### Task
Select every line below that contains the string "lamp" and copy each one out in full. Matching is case-sensitive.

### Data

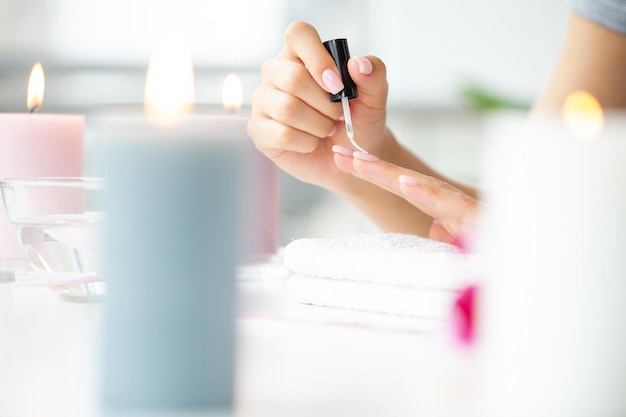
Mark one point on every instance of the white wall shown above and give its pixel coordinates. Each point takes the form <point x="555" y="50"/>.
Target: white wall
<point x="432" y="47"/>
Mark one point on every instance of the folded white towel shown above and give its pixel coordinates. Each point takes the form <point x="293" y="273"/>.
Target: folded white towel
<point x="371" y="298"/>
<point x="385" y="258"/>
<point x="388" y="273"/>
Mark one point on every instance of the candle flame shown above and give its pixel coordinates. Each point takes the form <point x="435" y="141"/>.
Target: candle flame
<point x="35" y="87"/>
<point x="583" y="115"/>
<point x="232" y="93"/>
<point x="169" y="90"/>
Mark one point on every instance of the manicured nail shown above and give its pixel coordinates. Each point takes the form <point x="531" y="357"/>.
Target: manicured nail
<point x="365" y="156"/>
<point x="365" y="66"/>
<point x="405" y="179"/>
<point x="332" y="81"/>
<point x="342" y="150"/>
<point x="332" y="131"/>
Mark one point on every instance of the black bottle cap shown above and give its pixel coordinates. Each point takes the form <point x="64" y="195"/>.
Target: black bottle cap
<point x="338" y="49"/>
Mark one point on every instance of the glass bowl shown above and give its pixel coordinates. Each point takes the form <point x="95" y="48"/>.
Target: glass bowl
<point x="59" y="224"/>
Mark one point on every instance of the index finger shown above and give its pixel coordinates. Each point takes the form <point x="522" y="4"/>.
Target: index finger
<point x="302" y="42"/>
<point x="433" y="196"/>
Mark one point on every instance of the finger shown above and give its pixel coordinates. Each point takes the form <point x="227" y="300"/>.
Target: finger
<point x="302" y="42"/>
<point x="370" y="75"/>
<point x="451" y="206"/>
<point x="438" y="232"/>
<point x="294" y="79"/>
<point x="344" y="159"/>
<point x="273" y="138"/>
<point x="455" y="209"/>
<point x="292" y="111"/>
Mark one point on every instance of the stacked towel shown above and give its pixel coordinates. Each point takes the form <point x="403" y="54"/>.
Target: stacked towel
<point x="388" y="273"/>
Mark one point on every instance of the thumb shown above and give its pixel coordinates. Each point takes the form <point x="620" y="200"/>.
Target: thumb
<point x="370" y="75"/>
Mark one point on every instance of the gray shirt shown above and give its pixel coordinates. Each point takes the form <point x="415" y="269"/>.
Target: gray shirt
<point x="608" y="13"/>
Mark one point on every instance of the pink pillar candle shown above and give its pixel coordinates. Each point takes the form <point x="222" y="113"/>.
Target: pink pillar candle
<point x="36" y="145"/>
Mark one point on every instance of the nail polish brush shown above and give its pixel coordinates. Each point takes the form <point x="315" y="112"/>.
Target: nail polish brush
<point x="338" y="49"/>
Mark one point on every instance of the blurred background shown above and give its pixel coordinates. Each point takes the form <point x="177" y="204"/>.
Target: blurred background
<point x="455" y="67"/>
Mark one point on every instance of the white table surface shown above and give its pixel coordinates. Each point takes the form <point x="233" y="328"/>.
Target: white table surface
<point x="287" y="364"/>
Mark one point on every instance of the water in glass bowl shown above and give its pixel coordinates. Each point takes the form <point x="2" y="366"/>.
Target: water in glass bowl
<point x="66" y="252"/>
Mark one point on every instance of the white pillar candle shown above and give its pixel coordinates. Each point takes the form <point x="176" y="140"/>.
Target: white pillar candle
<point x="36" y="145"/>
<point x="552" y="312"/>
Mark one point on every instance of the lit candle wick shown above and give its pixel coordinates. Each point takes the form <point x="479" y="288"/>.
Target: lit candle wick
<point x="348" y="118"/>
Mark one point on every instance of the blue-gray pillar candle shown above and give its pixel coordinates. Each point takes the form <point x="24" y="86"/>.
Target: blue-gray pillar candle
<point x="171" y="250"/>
...
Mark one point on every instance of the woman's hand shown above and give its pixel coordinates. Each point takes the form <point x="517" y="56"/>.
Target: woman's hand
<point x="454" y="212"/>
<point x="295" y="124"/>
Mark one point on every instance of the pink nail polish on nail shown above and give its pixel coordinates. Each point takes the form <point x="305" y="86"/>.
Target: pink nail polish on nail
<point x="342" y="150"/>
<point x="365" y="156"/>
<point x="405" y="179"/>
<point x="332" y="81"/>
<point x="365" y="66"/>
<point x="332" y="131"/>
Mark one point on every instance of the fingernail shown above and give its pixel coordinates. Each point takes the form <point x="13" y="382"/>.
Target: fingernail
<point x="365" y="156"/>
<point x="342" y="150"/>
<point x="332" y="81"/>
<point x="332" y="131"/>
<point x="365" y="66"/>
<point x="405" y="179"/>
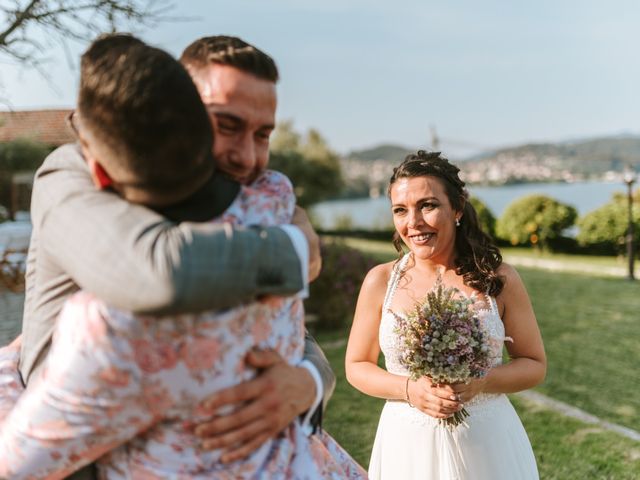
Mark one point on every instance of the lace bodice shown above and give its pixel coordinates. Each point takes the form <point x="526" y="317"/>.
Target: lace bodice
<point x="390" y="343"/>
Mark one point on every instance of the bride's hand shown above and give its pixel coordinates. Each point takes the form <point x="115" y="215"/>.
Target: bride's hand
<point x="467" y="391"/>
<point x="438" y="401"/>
* * *
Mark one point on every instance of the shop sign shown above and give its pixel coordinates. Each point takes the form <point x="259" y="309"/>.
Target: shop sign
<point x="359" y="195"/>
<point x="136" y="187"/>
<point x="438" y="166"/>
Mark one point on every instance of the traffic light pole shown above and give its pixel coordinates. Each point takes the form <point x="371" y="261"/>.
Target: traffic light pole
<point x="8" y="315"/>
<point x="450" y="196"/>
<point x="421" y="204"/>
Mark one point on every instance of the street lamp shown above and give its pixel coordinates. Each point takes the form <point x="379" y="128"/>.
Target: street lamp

### Task answer
Mark one point on every instance of the street lamp shown above and give its pixel coordinates. Each point takes the form <point x="379" y="128"/>.
Target: street lamp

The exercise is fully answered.